SOURCE TEXT:
------------------------------
It is clear, after spending some time discussing the record with Mitchell, that turning 30 has made a massive impact on her songs. She jokingly mentions a sense of Protestant anxiety as in part fuelling the myriad ways of making a living that feature on the album (“If you’re a tailor, say, you can wake up and go to work all day then come home and know you’ve done your day’s work, while as an artist you never know”), and also offsets the “joy” of life as a touring singer-songwriter with another school of thought: “You reach a point when you’re like: what about the rest of it? What about my life? What about saving the world, what about having children? What about being a good friend and a good family member? A feeling of being lost might have come over me that makes its way onto the record.”
Hearing Mitchell speak so candidly about her creative process and the wider concerns that inform this album is fascinating, engaging stuff, and it is clear that the idea of family and community is of immense importance to the singer. She dwells on the inherent strangeness of this “time of our lives…when we’re no longer being parented, but we’re not parents yet.” Asked what she thinks she would be doing were she not making music, she mulls it over and asks if I have ever experienced the “sudden realisation of the paths not taken,” and the fact that “You realise you can’t do everything in your life. You can’t go everywhere, and be everywhere. You have to choose. And that’s sad, you know.”
Sadness is something that heavily informs Young Man in America, as on the devastating, elegiac ‘Coming Down’, which abandons imagery and wordplay in order to capture what Mitchell describes as pure feeling: “It’s not very clever, or smart, or anything. I think that we’ve probably all felt that feeling in the midst of a really good time – the imminent end of it, and the emptiness of it.” Indeed, the debauched, Dorian Gray-esque nature of the Young Man’s odyssey is surely not destined to end well, and in ‘Annmarie’, gender roles are reversed as the song’s narrator pleads mercy from his other half. But if tales of obsession, grief and unrequited love form the thrust of the record’s allure, a smattering of hope and beauty among the travails of modern existence round it out. ‘Venus’ is a snappy, addictive evocation of love and lust that sees its titular character descend from the heavens in a “cloud machine,” inspired a little by this as well as “the idea that somebody will swoop in and everything will be okay,” while ‘Ships’ is a rousing closer that grapples with loss in defiant, conciliatory terms.
Over the course of our hour-long conversation Mitchell speaks with such eloquence and zeal about her craft and about language and music in general (from old Catalan folk songs she discovered on compilations to the “wild, bizarre” beauty of traditional British and Irish storytelling), and sets out such firm, refreshingly optimistic ideals about the nature of releasing her music independently that it is difficult not to get a little swept up in her enthusiasm. “You just keep going, and see where each one leads,” she states regarding getting her albums out there. With Young Man in America, a literate, sweeping statement of intent and indictment of modern ills both personal and political, you have to hope it leads towards the kind of wider success she so richly deserves.
------------------------------
INSTRUCTIONS FOR THE TASK: List every song title named in the article about Mitchell's album Young Man in America, not counting the album title itself.
------------------------------
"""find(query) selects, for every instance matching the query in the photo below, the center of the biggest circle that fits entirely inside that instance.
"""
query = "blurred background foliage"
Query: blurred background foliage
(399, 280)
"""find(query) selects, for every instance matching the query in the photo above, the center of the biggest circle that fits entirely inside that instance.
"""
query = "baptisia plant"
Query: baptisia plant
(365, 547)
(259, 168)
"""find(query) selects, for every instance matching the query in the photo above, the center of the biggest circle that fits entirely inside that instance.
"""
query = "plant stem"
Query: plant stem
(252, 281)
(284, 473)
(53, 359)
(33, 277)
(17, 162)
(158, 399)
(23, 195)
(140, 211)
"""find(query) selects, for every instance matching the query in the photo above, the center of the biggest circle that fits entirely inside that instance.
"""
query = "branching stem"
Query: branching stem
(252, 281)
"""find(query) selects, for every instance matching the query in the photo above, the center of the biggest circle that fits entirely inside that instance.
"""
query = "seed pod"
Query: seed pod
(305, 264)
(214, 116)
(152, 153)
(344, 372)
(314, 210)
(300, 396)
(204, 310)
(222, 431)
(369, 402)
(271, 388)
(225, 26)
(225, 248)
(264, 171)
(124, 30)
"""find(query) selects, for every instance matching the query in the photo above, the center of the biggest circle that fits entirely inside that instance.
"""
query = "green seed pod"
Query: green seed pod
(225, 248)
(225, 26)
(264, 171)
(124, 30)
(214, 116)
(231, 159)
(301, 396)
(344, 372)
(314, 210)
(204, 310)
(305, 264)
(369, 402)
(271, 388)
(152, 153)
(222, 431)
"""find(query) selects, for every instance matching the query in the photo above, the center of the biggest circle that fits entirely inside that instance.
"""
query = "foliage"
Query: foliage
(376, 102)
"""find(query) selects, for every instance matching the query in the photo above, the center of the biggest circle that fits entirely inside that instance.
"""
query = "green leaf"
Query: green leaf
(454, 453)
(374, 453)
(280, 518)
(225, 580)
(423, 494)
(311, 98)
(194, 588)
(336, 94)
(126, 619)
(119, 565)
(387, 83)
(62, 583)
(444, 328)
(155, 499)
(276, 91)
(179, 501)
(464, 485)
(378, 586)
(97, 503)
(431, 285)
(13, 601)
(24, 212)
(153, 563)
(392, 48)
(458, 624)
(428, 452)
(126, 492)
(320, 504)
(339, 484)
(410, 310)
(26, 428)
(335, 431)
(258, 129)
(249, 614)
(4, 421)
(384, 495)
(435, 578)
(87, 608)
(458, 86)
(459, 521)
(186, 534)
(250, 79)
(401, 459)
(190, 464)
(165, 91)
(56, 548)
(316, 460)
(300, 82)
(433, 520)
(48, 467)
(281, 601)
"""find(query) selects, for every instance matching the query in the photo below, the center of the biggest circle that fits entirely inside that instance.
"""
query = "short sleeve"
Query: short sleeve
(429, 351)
------------------------------
EXERCISE SOLUTION: 'Coming Down', 'Annmarie', 'Venus', 'Ships'